TEXTE:
══════════

Bio-11 : L'été de mes 15 ans - première partie

Bio-11 : L'été de mes 15 ans - première partie

José est surpris de constater que pour décrire 3 jours de vie à la campagne, près de France, l’ado qu’il était a utilisé 30 pages. Il décrit, avec des mots illisibles, chaque petite chose qu’il fait et toutes ses discussions à propos de France, parce qu’il passe plus de temps à en parler, que de temps à lui parler.

Au lieu d’aller voir France et son grand frère Sylvain, qui est de son âge à lui, il joue avec les plus jeunes en se disant naïvement que France doit être en train de l’admirer pour ses grandes habiletés parentales.

Le 27 août 1979. […] J’aimerais aller retrouver France et son grand frère, être capable de leur parler, discuter avec eux. Mais de quoi je pourrais bien leur parler ? Et si j’allais dire à France que je l’aime, peut-être que ça commencerait bien une conversation. Mais j’ai peur. C’est facile de réciter ce qu’on voudrait dire quand on est en ville, mais une fois sur les lieux, devant elle, ça bloque. […]

Nous allons nous baigner, mais je n’invite pas France : je ne veux pas la déranger. Avant cela, je m’amuse avec un ballon et une raquette de tennis en compagnie de JC (le fils de Martine, la cousine de ma mère), qui a seulement 10 ans, et de ses deux cousins, Claude et Michel, encore plus jeunes. Nous jouons dans le champ juste en face de la maison de France et j'espère qu’on puisse bien me voir de la fenêtre de sa cuisine. Je fais le bouffon qui saute partout pour faire éclater de rire les enfants et, peut-être, France. […]

Nous soupons après avoir fait la prière, chose que Martine et son mari font toujours depuis qu’ils font partie d’une secte (celle des pentecôtistes je pense). Je ne trouve pas ça ridicule. Tout le monde devrait le faire au moins une fois par jour pour remercier Dieu pour toutes les bonnes choses qu’il nous donne.

══════════

DONNÉES FOURNIES:
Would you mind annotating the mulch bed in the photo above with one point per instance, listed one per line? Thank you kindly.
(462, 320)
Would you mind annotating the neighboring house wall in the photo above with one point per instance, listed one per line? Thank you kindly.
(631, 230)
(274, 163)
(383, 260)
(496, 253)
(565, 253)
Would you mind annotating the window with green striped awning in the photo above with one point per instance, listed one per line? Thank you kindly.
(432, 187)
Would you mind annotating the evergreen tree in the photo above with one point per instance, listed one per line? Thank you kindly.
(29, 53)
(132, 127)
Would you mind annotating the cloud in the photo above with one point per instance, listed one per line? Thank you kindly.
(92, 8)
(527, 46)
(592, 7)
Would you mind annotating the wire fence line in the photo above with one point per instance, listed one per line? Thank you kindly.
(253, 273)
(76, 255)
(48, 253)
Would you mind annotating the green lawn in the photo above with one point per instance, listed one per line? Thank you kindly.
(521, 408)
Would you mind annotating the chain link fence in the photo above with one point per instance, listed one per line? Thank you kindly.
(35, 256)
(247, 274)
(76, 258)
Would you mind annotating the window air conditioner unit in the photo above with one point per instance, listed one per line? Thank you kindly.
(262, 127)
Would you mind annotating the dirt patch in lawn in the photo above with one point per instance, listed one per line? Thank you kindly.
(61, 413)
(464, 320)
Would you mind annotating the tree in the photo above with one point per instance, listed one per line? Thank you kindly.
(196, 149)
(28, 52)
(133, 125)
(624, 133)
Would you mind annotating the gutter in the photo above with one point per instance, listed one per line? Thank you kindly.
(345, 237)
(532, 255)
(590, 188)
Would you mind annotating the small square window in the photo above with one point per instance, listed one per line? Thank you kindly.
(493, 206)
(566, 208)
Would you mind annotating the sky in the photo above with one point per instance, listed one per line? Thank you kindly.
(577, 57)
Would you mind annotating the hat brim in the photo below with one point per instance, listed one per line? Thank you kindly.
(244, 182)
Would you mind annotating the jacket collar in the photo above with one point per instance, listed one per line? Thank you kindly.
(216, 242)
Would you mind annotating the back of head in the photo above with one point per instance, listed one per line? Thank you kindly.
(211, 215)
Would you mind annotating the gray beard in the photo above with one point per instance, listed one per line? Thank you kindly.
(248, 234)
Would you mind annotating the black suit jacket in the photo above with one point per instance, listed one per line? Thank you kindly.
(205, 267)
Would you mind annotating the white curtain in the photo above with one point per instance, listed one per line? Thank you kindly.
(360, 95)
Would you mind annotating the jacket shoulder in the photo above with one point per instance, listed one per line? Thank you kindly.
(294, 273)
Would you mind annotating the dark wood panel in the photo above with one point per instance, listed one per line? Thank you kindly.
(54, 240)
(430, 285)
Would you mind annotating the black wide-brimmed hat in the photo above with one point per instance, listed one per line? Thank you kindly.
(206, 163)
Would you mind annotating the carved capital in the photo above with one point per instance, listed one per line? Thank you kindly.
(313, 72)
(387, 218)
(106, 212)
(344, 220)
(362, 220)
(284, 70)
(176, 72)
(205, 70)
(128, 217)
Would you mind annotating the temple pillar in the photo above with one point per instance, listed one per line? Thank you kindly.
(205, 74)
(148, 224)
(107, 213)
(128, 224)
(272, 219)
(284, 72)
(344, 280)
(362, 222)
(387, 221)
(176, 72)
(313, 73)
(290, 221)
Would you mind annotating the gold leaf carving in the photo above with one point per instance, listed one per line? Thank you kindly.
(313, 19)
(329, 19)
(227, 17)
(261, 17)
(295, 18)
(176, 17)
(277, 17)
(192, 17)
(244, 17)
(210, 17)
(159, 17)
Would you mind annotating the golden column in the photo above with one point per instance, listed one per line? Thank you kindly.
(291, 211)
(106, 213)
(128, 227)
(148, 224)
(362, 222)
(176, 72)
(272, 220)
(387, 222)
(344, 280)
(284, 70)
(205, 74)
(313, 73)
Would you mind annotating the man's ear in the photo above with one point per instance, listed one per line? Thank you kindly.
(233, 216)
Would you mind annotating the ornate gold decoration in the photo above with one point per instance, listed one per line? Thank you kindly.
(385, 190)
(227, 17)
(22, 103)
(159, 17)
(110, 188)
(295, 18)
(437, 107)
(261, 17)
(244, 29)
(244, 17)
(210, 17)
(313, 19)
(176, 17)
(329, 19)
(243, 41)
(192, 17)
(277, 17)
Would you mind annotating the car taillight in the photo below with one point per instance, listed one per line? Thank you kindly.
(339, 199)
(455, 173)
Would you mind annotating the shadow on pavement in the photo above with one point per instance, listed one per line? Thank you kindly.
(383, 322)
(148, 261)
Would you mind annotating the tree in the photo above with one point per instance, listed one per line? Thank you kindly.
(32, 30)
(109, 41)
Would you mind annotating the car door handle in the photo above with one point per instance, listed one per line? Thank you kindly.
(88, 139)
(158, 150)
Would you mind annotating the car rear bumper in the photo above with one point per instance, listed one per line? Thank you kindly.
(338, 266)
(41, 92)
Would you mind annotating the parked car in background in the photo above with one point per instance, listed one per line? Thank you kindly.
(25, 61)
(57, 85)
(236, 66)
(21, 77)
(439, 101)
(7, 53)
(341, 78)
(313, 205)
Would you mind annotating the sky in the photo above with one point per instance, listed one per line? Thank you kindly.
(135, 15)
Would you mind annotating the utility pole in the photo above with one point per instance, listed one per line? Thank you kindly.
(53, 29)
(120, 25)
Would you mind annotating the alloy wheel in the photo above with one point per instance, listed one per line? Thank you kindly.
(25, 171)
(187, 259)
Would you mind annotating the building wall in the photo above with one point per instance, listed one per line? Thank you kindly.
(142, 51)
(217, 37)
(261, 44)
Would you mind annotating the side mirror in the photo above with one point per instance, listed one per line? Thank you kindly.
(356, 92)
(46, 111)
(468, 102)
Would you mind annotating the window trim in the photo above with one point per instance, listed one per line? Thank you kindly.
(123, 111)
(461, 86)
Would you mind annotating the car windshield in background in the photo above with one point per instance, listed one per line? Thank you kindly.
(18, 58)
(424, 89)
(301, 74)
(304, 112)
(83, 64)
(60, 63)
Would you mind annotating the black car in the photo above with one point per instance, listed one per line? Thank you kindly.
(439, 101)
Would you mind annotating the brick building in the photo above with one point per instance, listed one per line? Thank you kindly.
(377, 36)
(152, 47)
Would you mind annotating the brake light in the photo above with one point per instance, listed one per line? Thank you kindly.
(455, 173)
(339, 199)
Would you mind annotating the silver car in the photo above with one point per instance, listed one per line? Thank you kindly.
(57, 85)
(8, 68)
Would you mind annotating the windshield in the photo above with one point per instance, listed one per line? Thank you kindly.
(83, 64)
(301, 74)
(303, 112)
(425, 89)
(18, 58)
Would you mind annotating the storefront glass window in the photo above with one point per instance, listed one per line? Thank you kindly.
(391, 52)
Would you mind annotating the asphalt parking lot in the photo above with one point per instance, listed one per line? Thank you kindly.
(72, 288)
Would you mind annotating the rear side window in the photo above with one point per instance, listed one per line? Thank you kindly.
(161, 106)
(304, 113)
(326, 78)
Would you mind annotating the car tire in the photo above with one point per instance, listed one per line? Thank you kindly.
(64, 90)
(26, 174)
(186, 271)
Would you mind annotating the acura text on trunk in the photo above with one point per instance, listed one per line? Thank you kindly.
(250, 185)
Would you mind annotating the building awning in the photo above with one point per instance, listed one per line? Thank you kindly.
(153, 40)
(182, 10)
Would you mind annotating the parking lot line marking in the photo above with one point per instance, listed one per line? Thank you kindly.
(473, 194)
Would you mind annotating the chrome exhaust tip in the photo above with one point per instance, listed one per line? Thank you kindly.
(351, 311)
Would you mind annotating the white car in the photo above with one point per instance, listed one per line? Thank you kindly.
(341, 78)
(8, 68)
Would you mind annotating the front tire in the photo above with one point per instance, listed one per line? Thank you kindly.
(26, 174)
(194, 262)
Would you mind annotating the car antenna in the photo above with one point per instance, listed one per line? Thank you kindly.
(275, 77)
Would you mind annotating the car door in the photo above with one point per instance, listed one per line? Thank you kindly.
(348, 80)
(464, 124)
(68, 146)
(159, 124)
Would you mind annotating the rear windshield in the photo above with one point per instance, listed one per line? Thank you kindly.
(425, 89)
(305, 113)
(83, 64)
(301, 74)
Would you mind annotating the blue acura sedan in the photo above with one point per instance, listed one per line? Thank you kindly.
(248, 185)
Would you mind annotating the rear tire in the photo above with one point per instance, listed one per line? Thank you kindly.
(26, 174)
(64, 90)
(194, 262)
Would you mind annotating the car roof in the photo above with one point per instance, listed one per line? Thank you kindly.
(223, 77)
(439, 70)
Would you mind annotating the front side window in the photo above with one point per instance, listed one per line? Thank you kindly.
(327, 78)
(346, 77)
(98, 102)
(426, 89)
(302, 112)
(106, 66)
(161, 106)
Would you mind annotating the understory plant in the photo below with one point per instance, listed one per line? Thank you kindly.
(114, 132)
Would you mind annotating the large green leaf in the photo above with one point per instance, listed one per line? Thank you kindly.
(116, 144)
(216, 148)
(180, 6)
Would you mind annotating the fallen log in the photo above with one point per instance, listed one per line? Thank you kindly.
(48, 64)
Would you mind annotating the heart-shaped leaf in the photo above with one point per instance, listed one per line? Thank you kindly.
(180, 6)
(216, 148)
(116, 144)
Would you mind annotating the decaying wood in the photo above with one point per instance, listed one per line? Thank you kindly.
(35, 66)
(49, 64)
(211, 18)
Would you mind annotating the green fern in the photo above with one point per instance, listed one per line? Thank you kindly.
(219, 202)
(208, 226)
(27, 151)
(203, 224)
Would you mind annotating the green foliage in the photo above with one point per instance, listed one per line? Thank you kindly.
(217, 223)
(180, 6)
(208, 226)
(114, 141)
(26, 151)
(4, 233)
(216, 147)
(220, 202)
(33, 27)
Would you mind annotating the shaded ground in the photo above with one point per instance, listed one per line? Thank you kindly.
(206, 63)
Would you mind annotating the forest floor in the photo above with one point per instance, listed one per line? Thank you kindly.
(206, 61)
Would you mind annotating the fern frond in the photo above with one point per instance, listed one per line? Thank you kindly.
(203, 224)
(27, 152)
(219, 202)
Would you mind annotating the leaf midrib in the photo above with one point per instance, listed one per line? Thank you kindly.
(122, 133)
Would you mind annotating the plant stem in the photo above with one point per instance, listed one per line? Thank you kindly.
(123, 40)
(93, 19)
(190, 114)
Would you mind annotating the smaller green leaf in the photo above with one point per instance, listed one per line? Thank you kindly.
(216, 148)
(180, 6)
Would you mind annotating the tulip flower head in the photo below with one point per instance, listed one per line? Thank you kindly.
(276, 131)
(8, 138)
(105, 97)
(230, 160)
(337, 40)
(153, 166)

══════════

CONSIGNE:
Dans le texte sur l'été des 15 ans, relevez tous les prénoms des enfants avec qui l'adolescent joue dans le champ en face de la maison de France.

RÉSULTAT CI-DESSOUS:
JC, Claude, Michel